- **Work order 1**: Reproduce the Maureen Morehead profile word for word, from "In her 32 years" down to "evolution as a poet.".
- **Work order 2**: Summarize the Maureen Morehead profile in two sentences.

- **Page excerpt**:
^^^^^^^^^^^^^^^^
In her 32 years as a Jefferson County public school teacher, Louisville writer Maureen Morehead published three volumes of poetry, and her work was featured in dozens of anthologies and literary magazines. But she was an English teacher long before her first poetry collection, In a Yellow Room, was published in 1990 by Sulgrave Press.
Morehead — who will be installed Monday as the 2011-12 Kentucky poet laureate at the Kentucky Writers' Day celebration in the Capitol Rotunda in Frankfort — credits a spate of teachers and a passion for reading and analyzing literature as major influences in her evolution as a poet.
As a student at Lafayette High School in Lexington, Morehead was torn between several interests, but it was her English teachers who helped shape her life's trajectory.
"Even though I had an affinity to language," Morehead says, "I had other interests. I loved music and science, especially biology. Had I had the quality teachers in those fields that I had in English, I could have easily gone in other directions."
^^^^^^^^^^^^^^^^
- **Supplied records**:
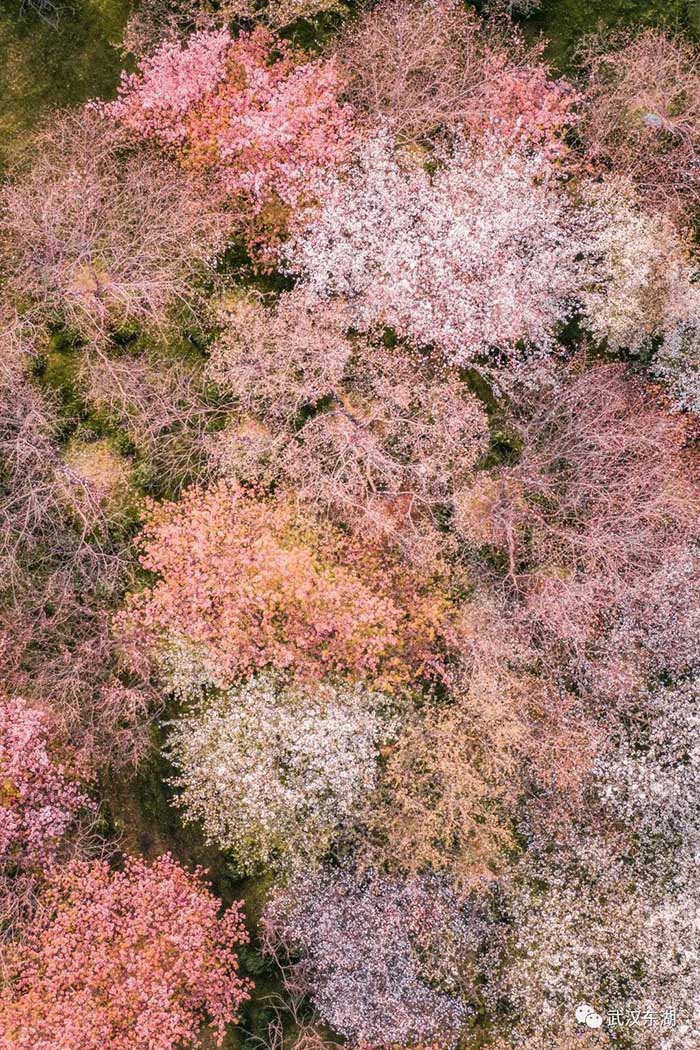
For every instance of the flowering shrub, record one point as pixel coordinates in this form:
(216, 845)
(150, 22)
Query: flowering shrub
^^^^^^^^^^^^^^^^
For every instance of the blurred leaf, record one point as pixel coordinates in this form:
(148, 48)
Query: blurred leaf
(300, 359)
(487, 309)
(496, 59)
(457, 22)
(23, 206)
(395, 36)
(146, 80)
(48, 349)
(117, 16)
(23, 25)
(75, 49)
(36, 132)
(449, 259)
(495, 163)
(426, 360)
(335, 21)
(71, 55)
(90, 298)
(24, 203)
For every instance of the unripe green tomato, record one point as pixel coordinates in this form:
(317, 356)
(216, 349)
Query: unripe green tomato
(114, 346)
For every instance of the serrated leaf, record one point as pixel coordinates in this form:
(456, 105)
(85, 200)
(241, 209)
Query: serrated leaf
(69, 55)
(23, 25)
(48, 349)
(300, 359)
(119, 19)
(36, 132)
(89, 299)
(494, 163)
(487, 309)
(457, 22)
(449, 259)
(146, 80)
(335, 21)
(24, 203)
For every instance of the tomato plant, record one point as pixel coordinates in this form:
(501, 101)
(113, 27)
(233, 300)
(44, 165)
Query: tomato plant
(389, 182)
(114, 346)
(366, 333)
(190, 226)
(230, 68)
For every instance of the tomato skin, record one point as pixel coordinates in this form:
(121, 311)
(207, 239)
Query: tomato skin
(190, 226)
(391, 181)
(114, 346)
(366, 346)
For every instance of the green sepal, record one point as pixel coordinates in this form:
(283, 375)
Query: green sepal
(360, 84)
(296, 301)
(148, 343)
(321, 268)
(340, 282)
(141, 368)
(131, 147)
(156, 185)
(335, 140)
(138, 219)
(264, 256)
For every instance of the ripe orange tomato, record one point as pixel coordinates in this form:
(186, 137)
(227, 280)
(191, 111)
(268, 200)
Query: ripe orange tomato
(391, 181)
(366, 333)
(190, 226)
^^^^^^^^^^^^^^^^
- **Expected output 1**:
In her 32 years as a Jefferson County public school teacher, Louisville writer Maureen Morehead published three volumes of poetry, and her work was featured in dozens of anthologies and literary magazines. But she was an English teacher long before her first poetry collection, In a Yellow Room, was published in 1990 by Sulgrave Press.
Morehead — who will be installed Monday as the 2011-12 Kentucky poet laureate at the Kentucky Writers' Day celebration in the Capitol Rotunda in Frankfort — credits a spate of teachers and a passion for reading and analyzing literature as major influences in her evolution as a poet.

- **Expected output 2**: Louisville writer Maureen Morehead, who published three volumes of poetry during 32 years as a Jefferson County public school teacher, will be installed Monday as the 2011-12 Kentucky poet laureate in Frankfort. She credits teachers and a passion for reading and analyzing literature as major influences, saying her English teachers at Lafayette High School in Lexington shaped her path even though she also loved music and science.